Output the stretch of lines below, from the line containing "point: person in" through the last line, as a JSON list of strings with one string per line and blank lines omitted.

• The records:
+ + +

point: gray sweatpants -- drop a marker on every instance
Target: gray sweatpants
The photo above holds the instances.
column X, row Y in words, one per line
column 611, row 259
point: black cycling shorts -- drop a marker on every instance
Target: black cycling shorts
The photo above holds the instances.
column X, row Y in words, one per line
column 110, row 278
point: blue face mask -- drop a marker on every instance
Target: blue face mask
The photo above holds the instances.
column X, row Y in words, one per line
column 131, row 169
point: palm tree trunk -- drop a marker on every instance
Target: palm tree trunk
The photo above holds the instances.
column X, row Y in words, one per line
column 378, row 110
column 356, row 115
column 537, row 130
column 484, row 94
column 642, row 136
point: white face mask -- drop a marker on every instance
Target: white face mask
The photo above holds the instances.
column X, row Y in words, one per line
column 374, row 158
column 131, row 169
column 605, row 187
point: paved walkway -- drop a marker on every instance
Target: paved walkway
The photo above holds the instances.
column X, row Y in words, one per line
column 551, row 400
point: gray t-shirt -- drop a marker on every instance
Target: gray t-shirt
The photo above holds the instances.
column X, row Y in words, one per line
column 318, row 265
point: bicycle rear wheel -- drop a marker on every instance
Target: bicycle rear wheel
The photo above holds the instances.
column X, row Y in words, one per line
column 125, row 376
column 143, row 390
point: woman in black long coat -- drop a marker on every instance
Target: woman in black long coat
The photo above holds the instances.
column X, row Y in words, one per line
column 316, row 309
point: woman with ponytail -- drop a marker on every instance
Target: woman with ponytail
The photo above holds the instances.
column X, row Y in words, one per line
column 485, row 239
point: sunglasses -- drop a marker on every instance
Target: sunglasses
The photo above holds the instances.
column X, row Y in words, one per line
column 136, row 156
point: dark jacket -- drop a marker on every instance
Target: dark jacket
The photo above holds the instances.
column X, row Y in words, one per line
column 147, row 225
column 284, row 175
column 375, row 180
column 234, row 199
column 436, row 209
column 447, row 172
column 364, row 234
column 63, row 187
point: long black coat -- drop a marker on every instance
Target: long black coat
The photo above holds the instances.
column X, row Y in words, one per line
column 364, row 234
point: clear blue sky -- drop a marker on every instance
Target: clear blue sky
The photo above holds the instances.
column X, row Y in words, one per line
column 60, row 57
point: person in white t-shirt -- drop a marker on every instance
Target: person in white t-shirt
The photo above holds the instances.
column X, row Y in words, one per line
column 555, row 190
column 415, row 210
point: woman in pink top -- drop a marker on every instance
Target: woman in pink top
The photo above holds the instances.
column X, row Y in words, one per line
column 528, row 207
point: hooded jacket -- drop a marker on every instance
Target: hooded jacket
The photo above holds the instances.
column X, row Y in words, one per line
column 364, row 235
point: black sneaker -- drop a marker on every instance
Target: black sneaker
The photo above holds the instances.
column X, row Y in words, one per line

+ + +

• Result:
[
  "point: person in white t-shirt -- drop a marker on every instance",
  "Target: person in white t-shirt",
  "The photo above holds the instances.",
  "column X, row Y in words, one per line",
  "column 555, row 190",
  "column 415, row 210",
  "point: woman in pink top -- drop a marker on every instance",
  "Target: woman in pink top",
  "The photo above holds the instances.",
  "column X, row Y in words, one per line",
  "column 528, row 207",
  "point: hooded jacket -- drop a marker on every instance",
  "Target: hooded jacket",
  "The photo above holds the instances.",
  "column X, row Y in words, one per line",
  "column 364, row 235",
  "point: black sneaker -- drop a marker on every instance",
  "Target: black sneaker",
  "The photo above holds the instances.",
  "column X, row Y in words, one per line"
]